▶ [Task details]:
Everything from the line containing "the dirt road" to the last line of the listing below, inclusive, is what you should output, exactly as it appears.

(Material shown)

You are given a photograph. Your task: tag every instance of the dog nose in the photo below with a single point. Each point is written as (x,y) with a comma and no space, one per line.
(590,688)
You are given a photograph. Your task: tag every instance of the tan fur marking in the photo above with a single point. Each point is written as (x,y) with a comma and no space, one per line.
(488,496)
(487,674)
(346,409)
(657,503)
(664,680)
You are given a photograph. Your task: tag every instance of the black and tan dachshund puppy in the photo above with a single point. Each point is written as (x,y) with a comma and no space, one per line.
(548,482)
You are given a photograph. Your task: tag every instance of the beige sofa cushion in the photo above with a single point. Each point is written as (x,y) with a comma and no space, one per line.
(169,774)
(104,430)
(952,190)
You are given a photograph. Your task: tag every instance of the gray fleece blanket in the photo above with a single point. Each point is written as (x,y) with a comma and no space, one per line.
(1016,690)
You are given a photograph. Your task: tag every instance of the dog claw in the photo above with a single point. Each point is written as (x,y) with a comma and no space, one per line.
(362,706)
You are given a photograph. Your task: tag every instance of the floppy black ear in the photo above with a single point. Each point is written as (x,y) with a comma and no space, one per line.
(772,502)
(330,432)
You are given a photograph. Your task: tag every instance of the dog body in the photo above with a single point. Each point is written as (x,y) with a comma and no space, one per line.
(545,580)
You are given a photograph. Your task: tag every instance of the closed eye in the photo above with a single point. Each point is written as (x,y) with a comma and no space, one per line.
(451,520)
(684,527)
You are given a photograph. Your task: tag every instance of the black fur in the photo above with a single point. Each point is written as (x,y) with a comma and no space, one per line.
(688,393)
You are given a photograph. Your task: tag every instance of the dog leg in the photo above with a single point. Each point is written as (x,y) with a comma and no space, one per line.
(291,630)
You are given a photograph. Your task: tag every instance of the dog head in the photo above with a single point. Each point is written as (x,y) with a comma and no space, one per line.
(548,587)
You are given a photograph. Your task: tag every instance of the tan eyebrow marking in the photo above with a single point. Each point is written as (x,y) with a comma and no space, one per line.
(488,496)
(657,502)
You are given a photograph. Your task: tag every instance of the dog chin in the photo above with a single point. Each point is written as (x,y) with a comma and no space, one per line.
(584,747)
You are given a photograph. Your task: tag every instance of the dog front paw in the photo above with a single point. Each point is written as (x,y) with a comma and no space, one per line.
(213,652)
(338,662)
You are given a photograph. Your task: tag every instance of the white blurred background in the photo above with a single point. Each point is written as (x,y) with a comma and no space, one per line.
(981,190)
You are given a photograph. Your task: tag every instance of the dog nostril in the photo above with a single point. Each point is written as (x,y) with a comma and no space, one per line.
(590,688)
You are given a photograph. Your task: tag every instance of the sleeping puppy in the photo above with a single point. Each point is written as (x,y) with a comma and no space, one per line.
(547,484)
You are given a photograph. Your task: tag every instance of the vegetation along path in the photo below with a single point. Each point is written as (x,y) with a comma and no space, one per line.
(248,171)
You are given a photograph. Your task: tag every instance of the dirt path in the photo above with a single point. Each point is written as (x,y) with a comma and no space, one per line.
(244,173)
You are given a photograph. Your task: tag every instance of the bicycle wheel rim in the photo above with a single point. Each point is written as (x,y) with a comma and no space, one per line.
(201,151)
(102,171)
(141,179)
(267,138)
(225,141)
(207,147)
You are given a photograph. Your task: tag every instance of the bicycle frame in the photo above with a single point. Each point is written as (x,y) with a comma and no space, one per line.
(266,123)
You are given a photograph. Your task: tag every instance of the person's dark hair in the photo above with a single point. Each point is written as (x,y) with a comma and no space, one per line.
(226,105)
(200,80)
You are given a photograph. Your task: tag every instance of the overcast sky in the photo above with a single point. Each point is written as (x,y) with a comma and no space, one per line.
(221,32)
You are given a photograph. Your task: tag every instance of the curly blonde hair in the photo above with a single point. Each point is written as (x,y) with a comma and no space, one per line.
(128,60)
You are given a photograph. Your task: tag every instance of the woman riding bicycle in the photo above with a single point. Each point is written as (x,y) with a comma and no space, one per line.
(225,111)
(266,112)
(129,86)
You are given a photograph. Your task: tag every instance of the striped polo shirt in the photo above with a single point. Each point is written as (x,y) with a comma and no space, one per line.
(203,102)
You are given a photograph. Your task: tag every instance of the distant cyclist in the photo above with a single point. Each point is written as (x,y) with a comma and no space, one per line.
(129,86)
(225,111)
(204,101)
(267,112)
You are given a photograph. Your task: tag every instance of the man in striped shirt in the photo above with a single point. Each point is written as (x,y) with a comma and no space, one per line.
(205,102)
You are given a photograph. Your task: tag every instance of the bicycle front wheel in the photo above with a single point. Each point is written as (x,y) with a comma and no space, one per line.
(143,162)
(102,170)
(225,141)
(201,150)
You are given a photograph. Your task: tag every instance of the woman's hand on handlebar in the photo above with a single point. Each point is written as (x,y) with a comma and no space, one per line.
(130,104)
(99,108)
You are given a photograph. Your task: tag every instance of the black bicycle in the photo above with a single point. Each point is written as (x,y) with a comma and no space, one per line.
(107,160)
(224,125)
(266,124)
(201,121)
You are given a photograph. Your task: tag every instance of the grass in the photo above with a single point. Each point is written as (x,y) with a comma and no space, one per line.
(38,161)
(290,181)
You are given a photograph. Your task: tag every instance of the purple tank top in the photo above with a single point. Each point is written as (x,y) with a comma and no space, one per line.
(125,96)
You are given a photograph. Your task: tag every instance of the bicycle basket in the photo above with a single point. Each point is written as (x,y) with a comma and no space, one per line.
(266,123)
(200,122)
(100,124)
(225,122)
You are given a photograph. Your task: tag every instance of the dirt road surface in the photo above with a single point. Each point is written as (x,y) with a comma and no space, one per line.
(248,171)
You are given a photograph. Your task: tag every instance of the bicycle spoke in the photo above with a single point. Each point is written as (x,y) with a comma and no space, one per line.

(End Material shown)

▶ [Answer for the task]:
You are given a photograph. Your task: tag every instance of the dirt road surface in the photo above with a single point. Each point is written as (x,y) with a comma and no space, one per line.
(248,171)
You are given a photograph. Your task: tag every instance of the bicycle spoke in the photo above with a single point. Each point is written as (x,y) with a comma and no space, one per line.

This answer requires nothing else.